_DATA FOR ANALYSIS_:

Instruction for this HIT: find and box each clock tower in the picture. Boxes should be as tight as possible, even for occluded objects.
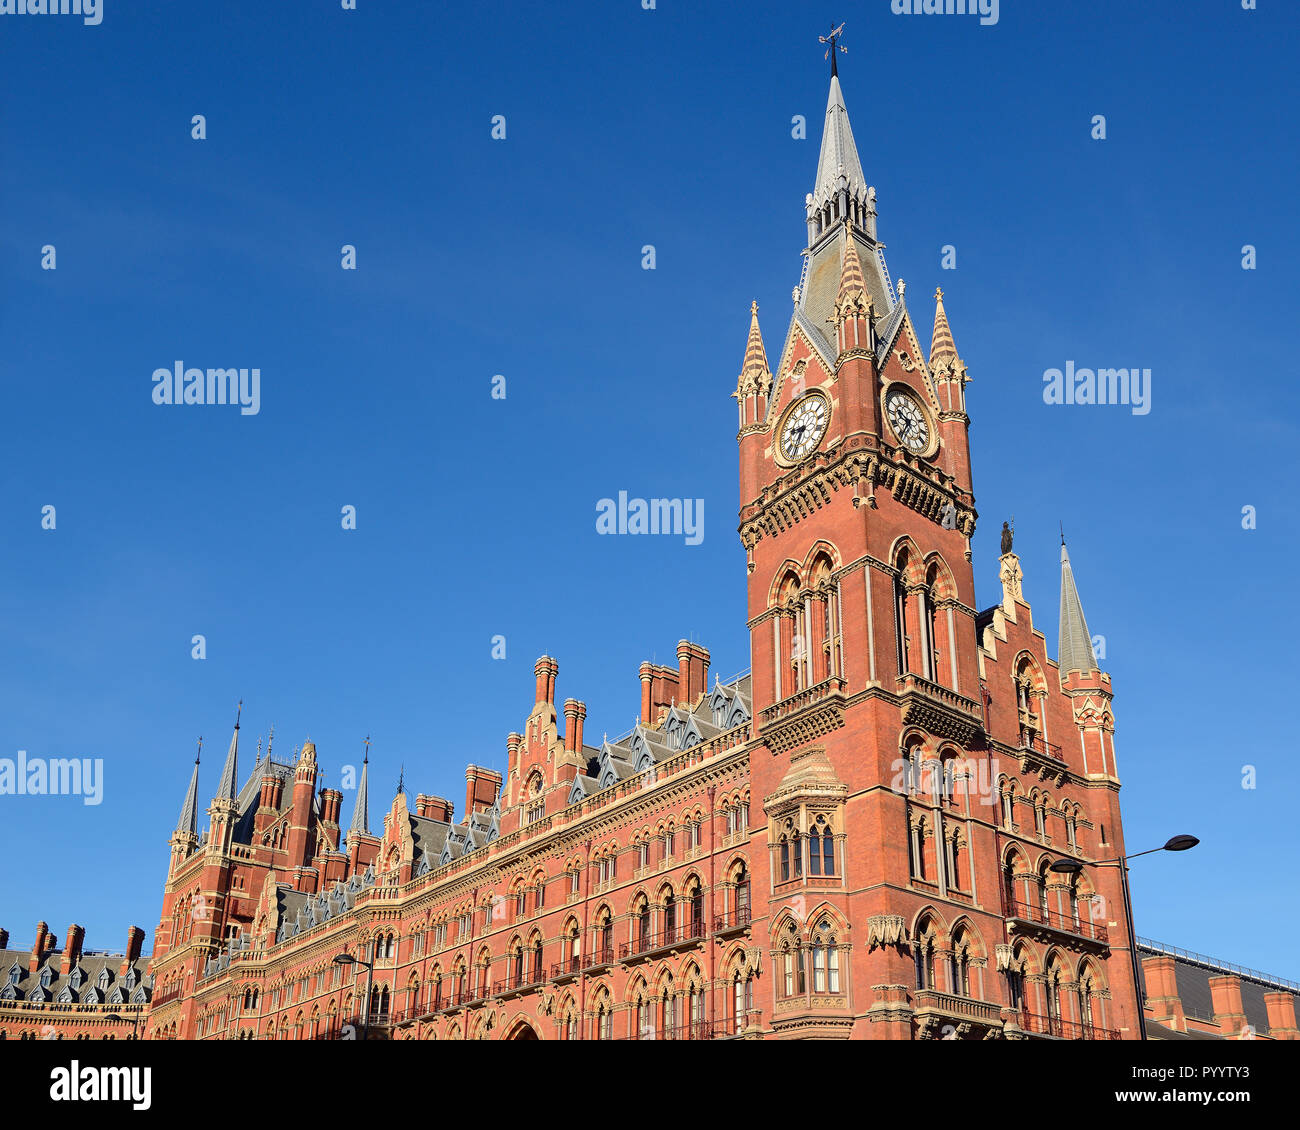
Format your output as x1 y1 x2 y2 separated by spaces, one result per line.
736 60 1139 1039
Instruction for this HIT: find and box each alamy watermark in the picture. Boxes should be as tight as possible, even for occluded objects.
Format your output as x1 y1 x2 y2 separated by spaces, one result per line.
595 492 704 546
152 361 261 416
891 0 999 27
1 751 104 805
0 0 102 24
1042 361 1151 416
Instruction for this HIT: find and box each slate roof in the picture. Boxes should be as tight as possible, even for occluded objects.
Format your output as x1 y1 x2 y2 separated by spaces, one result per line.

_EXERCISE DIRECTIONS_: Please reproduce, word for word, every line from the first line of the records above through the line containing "Instruction for this HIT: find and box each alamy", and leave out the pictures.

_PROBLEM SOLUTION_:
Instruction for this HIT: find and box each clock tower in the picture. Boxes should be as tight as possible, even for occluded objects.
Format your output as x1 y1 x2 y2 separated by spaces, one result per line.
736 60 1139 1039
Instruction for this HIT: find and box each alamy watermark in the picture. Boxes should be as tight as possible, even for occluded objects.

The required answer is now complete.